### DATA PROVIDED:

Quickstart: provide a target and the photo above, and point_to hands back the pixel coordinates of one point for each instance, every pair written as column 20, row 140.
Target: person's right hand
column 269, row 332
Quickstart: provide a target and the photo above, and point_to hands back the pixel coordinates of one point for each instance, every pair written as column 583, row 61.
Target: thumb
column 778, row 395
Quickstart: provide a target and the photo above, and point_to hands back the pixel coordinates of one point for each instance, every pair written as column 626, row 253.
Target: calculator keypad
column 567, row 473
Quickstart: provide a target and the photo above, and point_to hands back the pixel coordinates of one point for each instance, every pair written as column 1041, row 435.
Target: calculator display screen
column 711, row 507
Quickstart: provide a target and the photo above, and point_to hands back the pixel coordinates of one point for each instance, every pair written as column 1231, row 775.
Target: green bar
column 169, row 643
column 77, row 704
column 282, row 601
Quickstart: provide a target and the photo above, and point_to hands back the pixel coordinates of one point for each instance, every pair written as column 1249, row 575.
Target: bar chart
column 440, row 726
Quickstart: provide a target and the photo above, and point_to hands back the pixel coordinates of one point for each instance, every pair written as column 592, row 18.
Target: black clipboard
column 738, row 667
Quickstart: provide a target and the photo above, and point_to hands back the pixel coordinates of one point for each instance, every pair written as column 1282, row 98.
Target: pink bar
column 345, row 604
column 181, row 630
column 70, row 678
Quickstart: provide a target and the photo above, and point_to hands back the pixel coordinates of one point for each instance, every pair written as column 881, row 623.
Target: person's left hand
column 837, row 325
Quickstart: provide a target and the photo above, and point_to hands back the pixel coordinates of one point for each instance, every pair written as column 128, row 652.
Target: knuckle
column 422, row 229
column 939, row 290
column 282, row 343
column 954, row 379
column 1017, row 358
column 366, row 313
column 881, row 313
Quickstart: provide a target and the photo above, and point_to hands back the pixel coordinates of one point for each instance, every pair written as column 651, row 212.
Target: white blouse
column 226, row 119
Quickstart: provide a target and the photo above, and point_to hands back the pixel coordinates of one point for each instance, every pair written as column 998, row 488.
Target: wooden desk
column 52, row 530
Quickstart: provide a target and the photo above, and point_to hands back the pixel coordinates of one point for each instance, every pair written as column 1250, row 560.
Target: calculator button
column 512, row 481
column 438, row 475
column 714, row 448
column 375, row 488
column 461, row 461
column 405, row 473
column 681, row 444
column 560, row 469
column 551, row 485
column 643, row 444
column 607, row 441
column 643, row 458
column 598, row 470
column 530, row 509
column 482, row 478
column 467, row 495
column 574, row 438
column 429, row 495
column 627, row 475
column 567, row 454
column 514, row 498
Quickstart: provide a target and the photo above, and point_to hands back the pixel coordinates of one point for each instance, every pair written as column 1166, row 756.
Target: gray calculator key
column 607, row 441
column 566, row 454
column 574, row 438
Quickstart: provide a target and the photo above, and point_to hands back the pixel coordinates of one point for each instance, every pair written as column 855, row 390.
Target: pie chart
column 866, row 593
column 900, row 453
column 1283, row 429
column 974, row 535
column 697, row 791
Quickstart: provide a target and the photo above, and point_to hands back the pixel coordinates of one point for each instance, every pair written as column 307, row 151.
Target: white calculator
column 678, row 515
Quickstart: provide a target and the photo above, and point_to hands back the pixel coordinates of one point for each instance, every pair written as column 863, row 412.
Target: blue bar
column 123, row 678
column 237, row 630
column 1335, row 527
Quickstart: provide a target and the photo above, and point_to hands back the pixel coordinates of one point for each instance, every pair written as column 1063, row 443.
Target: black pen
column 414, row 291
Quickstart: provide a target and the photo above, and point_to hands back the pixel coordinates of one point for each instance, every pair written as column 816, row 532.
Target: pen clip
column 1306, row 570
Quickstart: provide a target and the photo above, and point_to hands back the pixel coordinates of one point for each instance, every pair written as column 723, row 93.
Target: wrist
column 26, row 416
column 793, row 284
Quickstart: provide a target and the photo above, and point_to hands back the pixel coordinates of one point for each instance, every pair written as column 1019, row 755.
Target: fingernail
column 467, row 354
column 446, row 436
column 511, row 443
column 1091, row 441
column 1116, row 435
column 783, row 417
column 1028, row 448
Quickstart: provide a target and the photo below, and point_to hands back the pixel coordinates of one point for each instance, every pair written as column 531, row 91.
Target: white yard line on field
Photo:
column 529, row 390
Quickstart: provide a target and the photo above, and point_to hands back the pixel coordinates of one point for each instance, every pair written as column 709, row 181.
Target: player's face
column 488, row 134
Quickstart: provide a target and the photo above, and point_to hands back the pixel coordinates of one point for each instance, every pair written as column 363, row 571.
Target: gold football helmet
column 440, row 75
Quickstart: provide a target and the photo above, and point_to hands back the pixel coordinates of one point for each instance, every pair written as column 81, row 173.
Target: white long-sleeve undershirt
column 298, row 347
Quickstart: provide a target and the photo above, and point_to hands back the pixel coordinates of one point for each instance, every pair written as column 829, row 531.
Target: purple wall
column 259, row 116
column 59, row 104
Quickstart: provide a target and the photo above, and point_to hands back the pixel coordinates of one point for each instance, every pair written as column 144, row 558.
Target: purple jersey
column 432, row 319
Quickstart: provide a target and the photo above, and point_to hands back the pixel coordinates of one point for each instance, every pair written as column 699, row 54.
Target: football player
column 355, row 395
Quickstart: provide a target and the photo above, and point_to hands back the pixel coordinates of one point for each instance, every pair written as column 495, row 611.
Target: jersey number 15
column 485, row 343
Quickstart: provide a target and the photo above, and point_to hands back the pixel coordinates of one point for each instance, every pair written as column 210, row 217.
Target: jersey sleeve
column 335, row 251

### WORK ORDER:
Set out the records again, exactly as they appear above.

### ANSWER TO THIS PROBLEM:
Quickstart: provide a target and the photo above, and point_to hands back the pixel coordinates of one point for each instance, every pair written as column 20, row 140.
Target: person's right hand
column 269, row 332
Quickstart: provide a target and the photo above, and point_to hands back the pixel coordinates of one point for each instance, every pair written as column 583, row 61.
Target: thumb
column 778, row 395
Quickstart: provide a target and the photo above, and point_to hands back the pixel coordinates of one point for each instance, every pair written as column 626, row 253.
Target: calculator keypad
column 567, row 473
Quickstart: provide a target and the photo above, and point_to hands back the pixel coordinates of one point for each instance, every pair written as column 1041, row 435.
Target: calculator display screen
column 711, row 507
Quickstart: provide a target and the photo above, and point_to hands back the pixel coordinates of one point for each instance, every pair written as column 1231, row 775.
Target: green bar
column 169, row 643
column 77, row 704
column 282, row 601
Quickstart: provide a target and the photo above, and point_to hands back the pixel coordinates of one point for each instance, every pair written as column 1249, row 575.
Target: bar chart
column 440, row 726
Quickstart: provide a target and the photo above, and point_to hands back the pixel coordinates of one point for each instance, every pair written as column 592, row 18.
Target: black clipboard
column 738, row 667
Quickstart: provide a target and the photo above, and point_to hands back the pixel coordinates of one point for each instance, every pair written as column 1282, row 98.
Target: pink bar
column 345, row 604
column 181, row 630
column 70, row 678
Quickstart: provide a target and the photo above, and point_to hands back the pixel coordinates of one point for each instance, every pair written as column 881, row 623.
Target: person's left hand
column 837, row 325
Quickstart: provide a target and the photo above, and point_to hands back the pixel coordinates of one point for each instance, every pair written as column 128, row 652.
Target: knuckle
column 422, row 229
column 939, row 290
column 282, row 343
column 954, row 379
column 1017, row 358
column 366, row 313
column 881, row 313
Quickstart: provide a target and the photo above, and point_to hands back the pixel coordinates of one point for each instance, every pair written as column 651, row 212.
Target: white blouse
column 226, row 119
Quickstart: provide a target and the photo above, and point_to hands back the pixel coordinates of one point for each instance, every pair written as column 998, row 488.
Target: wooden desk
column 52, row 530
Quickstart: provide a target and the photo above, and point_to hands back the pixel coordinates of one point for each instance, every pair written as column 1250, row 560.
Target: calculator button
column 512, row 481
column 438, row 475
column 714, row 448
column 375, row 488
column 461, row 461
column 405, row 473
column 681, row 444
column 560, row 469
column 551, row 485
column 643, row 444
column 607, row 441
column 643, row 458
column 598, row 470
column 530, row 509
column 482, row 478
column 467, row 495
column 574, row 438
column 429, row 495
column 627, row 475
column 567, row 454
column 514, row 498
Quickstart: provide a target and the photo above, and point_to hands back the pixel coordinates of one point for each instance, every pair written as column 1166, row 756.
Target: gray calculator key
column 607, row 441
column 566, row 454
column 574, row 438
Quickstart: provide a target and the photo above, and point_to hands back the pixel coordinates of one point for each instance, every pair written as column 855, row 390.
Target: pie chart
column 866, row 593
column 900, row 453
column 1283, row 429
column 974, row 535
column 697, row 791
Quickstart: provide a target and the photo above, and point_to hands back the pixel coordinates of one point for each instance, every pair written as column 307, row 151.
Target: white calculator
column 678, row 515
Quickstart: provide a target and the photo above, and point_to hands back the pixel coordinates of one point for each instance, every pair written as column 863, row 412.
Target: blue bar
column 123, row 678
column 237, row 630
column 1335, row 527
Quickstart: provide a target and the photo above, and point_to hands back the pixel coordinates of one point for each instance, every pair written as column 1063, row 443.
Target: black pen
column 414, row 291
Quickstart: provide a target and the photo above, and point_to hands back the pixel coordinates of one point for each instance, every pair written as column 816, row 532.
Target: pen clip
column 1306, row 570
Quickstart: provide a target and the photo above, and point_to hands back the pixel coordinates of one point for each instance, every pair written as column 723, row 93.
Target: wrist
column 26, row 416
column 793, row 284
Quickstart: provide a target and the photo above, and point_to hands back the pixel coordinates of one point for each instance, every pair written as column 1019, row 755.
Target: fingernail
column 467, row 354
column 446, row 436
column 511, row 443
column 1091, row 441
column 1116, row 435
column 783, row 417
column 1028, row 448
Quickstart: provide a target and the photo below, and point_to hands back the pixel coordinates of one point for each instance, every pair written as column 531, row 91.
Target: white yard line on field
Photo:
column 529, row 390
Quickstart: provide a target and the photo above, and point_to hands back the pixel coordinates of one point for each instance, every pair written as column 709, row 181.
Target: player's face
column 488, row 134
Quickstart: provide a target and the photo above, and point_to hands back the pixel coordinates of one point for each instance, every pair written as column 363, row 571.
Target: gold football helmet
column 440, row 75
Quickstart: provide a target and the photo above, and point_to hands back the pixel coordinates of one point for each instance, every pair written as column 81, row 173.
Target: white long-sleeve undershirt
column 298, row 347
Quickstart: provide a target and the photo above, and point_to hands back the pixel coordinates of one point for each instance, every pair written as column 829, row 531.
Target: purple wall
column 259, row 116
column 59, row 104
Quickstart: provide a target and the photo above, and point_to hands back the pixel coordinates of one point for each instance, every pair written as column 144, row 558.
Target: purple jersey
column 432, row 319
Quickstart: provide a target and the photo above, and point_to hands back the pixel coordinates of one point for each instance, every pair written as column 699, row 54.
Target: football player
column 355, row 395
Quickstart: provide a target and the photo above, and point_to hands back the pixel coordinates of one point for each instance, every pair written as column 495, row 611.
Target: jersey number 15
column 485, row 343
Quickstart: provide a target and the photo above, and point_to hands back the pixel coordinates of one point for each instance, every pair written as column 210, row 217.
Target: jersey sleeve
column 335, row 251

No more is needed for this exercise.